Written instruction:
Locate each line in the rows below that contains the string "long" and copy it out. The match is case-sensitive.

Recorded information:
· · · · ·

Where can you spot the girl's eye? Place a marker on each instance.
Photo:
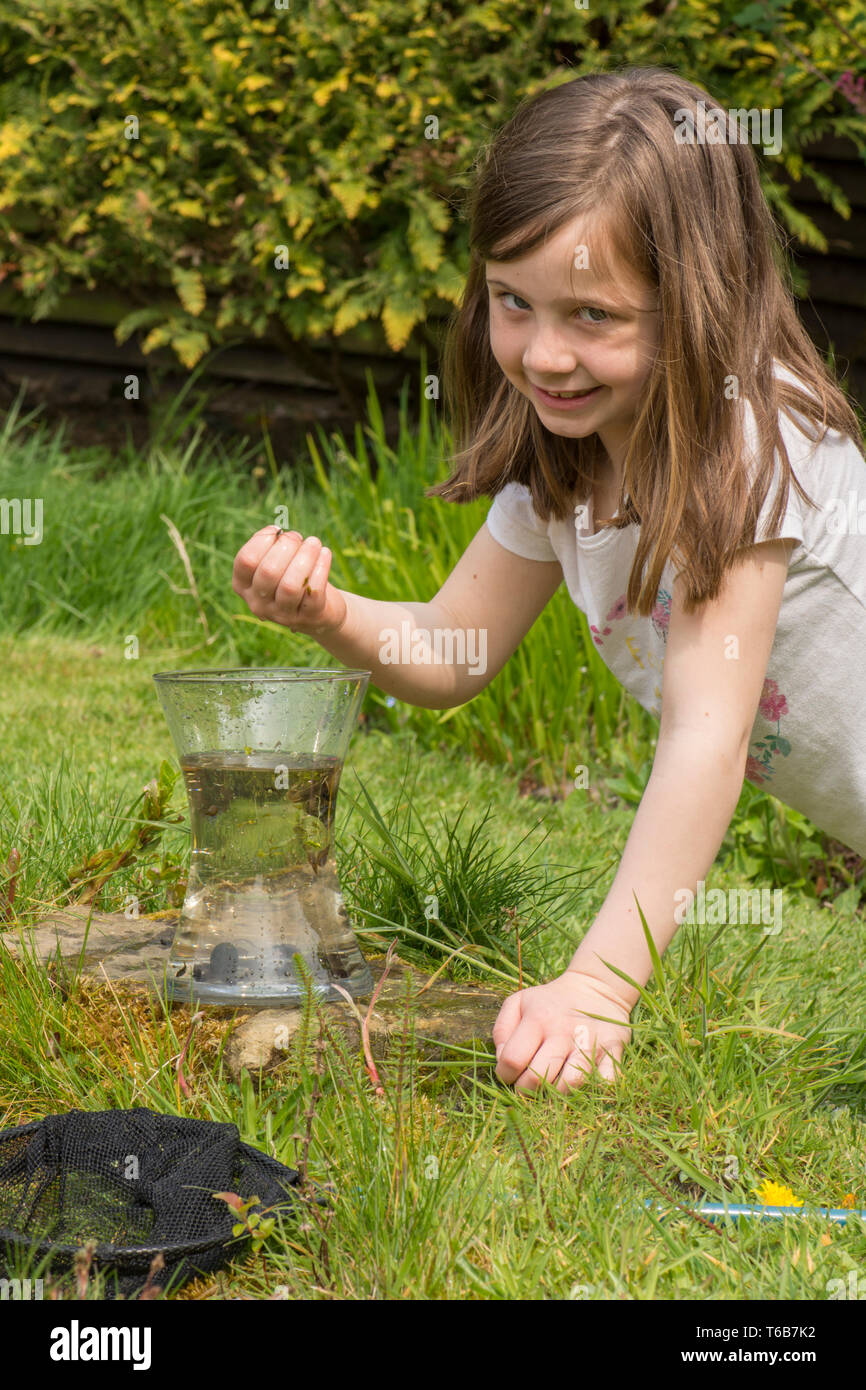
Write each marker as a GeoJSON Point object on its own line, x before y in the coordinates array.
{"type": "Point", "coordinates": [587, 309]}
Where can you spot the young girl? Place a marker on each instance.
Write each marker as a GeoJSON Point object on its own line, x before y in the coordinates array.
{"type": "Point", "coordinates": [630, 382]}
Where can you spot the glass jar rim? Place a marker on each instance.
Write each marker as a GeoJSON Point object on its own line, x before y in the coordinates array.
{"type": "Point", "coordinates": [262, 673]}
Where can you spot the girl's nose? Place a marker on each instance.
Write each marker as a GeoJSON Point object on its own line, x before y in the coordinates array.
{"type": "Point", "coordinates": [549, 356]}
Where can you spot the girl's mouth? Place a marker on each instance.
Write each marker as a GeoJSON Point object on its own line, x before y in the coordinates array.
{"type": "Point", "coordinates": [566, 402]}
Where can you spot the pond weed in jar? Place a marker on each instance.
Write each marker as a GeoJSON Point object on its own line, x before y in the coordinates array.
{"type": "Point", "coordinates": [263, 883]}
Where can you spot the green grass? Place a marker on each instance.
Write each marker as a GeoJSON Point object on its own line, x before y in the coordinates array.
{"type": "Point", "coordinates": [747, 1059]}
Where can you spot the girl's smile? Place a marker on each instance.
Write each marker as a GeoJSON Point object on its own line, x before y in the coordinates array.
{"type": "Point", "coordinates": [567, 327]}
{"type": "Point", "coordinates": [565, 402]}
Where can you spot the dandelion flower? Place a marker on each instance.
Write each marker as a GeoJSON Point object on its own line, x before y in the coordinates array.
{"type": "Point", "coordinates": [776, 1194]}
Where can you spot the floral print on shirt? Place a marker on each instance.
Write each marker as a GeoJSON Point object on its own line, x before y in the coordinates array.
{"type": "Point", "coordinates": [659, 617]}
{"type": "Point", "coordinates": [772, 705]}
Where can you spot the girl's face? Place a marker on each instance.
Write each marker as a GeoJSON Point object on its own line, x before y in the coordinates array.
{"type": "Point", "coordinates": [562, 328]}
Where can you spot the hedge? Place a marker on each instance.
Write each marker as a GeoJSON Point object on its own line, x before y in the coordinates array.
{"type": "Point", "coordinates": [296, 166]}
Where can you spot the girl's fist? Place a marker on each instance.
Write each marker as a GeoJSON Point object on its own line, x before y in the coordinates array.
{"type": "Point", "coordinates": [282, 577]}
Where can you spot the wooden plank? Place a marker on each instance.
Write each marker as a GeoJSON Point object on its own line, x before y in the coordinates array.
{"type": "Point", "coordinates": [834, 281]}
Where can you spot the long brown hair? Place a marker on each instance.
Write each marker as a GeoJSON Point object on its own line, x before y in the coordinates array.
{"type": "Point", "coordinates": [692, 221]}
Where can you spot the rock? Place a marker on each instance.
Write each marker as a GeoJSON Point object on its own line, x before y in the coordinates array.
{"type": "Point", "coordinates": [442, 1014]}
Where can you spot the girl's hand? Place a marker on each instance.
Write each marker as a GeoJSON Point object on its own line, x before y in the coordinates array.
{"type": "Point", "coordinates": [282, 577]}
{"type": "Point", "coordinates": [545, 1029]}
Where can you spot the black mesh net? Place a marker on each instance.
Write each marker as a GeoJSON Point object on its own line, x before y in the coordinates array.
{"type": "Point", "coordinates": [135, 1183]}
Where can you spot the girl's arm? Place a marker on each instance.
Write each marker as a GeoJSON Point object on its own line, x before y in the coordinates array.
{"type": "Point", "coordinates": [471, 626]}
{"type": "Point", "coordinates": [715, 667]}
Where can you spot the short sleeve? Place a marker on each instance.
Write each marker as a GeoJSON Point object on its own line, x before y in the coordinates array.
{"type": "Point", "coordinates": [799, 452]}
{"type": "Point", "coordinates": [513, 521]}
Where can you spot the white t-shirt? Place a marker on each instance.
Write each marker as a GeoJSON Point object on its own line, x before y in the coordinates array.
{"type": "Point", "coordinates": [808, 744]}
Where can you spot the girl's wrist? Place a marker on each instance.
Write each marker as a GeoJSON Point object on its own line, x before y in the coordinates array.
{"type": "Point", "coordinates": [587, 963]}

· · · · ·

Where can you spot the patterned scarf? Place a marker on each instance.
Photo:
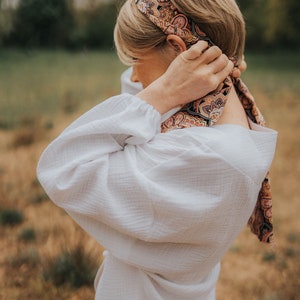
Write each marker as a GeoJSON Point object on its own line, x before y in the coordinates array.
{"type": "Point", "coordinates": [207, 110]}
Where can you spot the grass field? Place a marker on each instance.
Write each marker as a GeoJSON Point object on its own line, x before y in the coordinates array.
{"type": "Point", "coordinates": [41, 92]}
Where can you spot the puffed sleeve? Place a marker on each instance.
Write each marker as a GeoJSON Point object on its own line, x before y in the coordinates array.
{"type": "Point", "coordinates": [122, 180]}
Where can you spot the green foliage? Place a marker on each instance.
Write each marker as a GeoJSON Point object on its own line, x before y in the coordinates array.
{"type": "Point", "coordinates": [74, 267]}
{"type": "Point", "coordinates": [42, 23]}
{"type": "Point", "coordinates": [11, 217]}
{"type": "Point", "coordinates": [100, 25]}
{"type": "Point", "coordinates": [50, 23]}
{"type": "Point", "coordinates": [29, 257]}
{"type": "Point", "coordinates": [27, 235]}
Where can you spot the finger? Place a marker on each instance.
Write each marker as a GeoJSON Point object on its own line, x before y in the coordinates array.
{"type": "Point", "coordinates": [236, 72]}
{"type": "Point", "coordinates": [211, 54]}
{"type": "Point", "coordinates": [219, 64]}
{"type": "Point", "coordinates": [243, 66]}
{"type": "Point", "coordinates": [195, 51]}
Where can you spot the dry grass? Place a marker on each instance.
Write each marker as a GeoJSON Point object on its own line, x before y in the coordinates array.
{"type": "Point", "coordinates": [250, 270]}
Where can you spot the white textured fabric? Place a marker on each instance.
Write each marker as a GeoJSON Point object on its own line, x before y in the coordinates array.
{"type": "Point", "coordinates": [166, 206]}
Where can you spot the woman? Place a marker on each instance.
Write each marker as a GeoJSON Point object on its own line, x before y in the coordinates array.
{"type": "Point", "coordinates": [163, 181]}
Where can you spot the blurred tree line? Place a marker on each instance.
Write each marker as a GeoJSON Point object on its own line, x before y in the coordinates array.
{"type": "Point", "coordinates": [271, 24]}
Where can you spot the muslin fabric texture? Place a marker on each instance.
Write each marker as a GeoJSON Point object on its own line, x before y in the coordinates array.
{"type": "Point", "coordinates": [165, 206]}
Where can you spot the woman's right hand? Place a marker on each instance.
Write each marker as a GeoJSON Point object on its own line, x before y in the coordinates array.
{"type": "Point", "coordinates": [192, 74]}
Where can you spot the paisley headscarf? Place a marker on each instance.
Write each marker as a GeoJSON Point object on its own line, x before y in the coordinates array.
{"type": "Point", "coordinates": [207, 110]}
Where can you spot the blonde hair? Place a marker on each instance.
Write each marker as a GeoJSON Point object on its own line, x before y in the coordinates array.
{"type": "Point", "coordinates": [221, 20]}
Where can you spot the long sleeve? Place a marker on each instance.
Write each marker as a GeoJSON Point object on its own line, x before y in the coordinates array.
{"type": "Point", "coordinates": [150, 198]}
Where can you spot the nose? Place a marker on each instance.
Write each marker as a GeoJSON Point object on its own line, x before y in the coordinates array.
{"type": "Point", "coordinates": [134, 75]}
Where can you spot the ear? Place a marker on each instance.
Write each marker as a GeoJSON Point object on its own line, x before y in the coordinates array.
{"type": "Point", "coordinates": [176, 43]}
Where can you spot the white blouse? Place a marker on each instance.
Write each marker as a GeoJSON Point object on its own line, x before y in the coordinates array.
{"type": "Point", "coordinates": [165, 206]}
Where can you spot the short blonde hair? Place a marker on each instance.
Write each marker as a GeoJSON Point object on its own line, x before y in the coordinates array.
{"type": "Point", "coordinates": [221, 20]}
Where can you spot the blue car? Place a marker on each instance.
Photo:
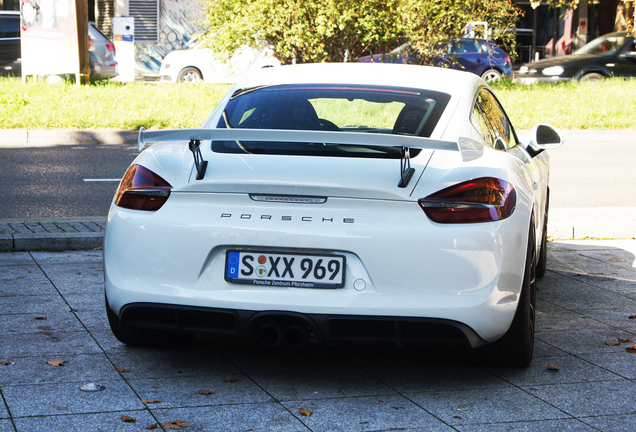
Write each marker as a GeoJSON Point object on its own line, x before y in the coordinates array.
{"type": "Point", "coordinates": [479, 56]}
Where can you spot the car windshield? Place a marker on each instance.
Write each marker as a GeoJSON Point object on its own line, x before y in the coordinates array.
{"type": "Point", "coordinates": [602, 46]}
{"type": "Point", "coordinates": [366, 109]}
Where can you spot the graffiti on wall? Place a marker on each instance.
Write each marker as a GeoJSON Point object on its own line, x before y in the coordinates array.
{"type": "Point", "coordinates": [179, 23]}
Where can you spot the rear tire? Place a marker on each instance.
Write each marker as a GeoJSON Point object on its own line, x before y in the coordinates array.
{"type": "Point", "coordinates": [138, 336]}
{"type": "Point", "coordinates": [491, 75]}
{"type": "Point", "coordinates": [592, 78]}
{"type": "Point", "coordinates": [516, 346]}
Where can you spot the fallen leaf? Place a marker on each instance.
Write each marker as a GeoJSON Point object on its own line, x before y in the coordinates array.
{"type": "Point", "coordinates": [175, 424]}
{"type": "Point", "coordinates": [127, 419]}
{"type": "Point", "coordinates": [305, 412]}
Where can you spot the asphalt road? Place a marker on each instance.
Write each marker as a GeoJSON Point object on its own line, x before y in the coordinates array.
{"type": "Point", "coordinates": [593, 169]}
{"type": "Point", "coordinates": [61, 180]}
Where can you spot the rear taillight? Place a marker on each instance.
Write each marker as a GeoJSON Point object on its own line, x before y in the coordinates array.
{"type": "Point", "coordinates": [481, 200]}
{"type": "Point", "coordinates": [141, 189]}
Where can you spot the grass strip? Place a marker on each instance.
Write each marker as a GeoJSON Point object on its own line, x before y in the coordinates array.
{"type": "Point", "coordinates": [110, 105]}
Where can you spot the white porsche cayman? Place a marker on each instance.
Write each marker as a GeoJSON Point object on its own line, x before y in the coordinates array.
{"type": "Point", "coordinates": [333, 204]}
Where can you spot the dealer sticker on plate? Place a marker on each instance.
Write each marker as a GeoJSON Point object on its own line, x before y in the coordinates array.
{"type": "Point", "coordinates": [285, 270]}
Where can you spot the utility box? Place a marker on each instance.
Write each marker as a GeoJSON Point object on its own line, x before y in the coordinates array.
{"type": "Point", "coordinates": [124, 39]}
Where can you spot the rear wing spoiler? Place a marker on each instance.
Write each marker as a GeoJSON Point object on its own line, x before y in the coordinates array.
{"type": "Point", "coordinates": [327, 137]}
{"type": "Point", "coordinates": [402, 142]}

· · · · ·

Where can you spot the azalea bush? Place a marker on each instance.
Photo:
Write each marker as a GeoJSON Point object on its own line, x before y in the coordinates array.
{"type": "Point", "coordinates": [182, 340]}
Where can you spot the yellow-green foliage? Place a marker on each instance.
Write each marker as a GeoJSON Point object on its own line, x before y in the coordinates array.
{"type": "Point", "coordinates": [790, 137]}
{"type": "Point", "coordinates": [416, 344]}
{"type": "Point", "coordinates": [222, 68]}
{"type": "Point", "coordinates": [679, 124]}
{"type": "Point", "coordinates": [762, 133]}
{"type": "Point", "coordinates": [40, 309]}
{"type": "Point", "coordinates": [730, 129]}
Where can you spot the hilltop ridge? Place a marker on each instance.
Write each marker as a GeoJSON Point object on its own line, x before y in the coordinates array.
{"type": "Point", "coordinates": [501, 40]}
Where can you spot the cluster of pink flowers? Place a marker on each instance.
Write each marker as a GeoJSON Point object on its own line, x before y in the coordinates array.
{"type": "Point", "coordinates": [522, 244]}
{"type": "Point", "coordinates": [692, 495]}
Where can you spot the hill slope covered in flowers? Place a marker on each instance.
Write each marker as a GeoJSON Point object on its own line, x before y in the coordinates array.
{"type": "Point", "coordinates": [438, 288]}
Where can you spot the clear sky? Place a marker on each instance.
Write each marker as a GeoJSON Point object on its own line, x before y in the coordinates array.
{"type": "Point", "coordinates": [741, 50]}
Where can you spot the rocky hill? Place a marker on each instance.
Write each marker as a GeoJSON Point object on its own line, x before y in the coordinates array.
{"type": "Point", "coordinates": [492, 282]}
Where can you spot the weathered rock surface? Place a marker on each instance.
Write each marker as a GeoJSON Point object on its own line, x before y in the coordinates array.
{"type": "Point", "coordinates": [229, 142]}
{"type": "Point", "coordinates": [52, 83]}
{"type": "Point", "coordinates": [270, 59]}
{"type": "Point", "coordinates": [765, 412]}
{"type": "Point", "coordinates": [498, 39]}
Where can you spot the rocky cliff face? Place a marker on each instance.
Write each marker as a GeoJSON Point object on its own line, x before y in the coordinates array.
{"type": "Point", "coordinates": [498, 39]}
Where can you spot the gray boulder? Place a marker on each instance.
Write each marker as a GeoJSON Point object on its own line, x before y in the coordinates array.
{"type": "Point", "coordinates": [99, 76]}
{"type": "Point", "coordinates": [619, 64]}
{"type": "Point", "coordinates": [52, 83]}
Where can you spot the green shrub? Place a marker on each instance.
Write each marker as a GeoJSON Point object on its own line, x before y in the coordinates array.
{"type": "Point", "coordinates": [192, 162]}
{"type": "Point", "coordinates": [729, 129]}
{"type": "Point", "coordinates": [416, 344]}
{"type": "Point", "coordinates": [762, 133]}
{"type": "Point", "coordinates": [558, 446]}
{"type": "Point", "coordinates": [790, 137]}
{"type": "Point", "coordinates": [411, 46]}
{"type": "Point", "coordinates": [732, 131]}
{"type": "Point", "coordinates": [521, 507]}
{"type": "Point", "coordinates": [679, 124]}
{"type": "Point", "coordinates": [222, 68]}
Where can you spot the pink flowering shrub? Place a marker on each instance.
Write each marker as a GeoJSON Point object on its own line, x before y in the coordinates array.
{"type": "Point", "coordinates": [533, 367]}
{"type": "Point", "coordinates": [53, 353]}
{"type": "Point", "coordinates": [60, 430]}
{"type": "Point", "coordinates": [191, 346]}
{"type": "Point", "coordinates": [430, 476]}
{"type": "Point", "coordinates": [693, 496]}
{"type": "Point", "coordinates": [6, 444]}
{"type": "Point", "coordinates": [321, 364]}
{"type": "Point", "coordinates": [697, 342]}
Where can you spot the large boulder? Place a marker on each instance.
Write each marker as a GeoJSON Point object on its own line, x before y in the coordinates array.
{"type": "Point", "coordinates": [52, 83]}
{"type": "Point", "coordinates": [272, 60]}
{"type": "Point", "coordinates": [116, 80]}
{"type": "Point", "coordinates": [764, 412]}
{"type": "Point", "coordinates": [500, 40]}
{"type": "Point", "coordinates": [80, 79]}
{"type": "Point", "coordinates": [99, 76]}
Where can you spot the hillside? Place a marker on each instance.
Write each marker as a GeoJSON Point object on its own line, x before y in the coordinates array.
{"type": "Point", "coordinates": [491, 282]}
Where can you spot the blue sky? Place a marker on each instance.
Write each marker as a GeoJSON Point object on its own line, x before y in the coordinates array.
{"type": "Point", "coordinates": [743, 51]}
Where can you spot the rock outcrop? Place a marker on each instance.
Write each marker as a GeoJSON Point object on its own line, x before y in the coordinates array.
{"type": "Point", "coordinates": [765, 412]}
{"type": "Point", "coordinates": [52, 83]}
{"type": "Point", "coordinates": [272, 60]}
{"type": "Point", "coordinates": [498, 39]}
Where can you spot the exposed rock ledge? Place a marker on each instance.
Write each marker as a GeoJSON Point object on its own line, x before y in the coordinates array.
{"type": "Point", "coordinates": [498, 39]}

· · · · ·

Solution to this problem:
Where can you spot the long brown hair? Place a marker on each instance.
Where can you spot the long sleeve? Place a marker on each instance.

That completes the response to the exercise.